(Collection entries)
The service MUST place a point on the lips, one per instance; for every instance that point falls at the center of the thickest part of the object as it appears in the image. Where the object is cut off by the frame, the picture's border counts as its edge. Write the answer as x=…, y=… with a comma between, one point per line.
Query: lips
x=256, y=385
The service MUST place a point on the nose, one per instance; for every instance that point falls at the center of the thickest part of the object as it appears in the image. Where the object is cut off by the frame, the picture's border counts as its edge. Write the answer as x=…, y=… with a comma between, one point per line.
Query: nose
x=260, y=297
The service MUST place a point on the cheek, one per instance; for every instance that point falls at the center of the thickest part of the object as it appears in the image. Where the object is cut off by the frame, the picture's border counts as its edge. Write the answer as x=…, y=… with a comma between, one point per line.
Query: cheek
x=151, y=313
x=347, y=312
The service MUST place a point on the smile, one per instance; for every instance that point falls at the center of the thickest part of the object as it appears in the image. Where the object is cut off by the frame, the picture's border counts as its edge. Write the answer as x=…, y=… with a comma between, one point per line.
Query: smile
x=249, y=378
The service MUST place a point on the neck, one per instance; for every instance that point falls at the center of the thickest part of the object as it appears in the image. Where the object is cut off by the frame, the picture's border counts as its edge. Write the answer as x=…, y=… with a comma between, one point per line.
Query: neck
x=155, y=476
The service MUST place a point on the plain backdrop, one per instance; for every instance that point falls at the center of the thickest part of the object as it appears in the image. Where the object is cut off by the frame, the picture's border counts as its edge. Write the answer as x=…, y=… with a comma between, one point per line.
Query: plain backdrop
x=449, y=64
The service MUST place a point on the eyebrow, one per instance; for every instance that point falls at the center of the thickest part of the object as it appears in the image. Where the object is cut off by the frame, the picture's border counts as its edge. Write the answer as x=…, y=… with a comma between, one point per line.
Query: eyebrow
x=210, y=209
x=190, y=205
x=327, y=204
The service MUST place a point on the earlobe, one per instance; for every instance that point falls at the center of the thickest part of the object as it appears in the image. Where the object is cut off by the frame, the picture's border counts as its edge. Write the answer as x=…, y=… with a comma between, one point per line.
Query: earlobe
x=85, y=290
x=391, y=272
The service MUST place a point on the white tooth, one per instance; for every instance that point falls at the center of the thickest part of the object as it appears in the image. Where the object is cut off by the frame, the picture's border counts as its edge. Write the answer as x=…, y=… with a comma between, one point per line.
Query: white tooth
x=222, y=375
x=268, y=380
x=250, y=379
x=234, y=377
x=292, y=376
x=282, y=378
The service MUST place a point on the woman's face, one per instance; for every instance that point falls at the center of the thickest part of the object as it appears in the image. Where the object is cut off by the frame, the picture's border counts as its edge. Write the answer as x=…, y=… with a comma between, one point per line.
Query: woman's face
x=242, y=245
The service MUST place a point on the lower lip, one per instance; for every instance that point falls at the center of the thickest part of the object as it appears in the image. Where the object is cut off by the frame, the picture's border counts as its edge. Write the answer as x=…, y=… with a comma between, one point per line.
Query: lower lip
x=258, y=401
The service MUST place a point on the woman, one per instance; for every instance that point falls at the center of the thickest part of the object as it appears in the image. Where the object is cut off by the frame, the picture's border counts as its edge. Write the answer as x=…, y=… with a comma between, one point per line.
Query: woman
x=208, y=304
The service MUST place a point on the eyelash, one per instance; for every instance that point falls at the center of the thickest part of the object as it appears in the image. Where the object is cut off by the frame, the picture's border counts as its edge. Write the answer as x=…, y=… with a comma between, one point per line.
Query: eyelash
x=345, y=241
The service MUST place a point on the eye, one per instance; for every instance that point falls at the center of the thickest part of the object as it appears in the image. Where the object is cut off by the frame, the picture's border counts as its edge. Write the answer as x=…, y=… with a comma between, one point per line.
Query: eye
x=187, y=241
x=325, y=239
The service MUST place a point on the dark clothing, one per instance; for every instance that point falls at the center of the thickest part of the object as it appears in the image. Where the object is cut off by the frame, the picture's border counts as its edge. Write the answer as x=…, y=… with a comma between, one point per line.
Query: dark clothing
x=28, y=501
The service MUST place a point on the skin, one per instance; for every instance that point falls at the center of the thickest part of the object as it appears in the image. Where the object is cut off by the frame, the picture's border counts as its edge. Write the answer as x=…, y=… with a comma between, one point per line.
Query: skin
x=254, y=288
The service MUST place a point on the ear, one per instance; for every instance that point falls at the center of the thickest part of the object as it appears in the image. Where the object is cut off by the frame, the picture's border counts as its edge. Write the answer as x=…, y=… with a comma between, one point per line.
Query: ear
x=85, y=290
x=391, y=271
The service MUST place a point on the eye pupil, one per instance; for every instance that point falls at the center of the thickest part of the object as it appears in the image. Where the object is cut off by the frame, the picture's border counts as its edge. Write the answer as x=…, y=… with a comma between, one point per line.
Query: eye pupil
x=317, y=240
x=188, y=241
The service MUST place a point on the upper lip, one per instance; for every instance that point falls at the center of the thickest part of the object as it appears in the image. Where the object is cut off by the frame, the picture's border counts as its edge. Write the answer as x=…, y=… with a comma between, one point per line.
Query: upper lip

* About this exercise *
The word "upper" appears in how many lines of the records? Give the number only.

* Your response *
2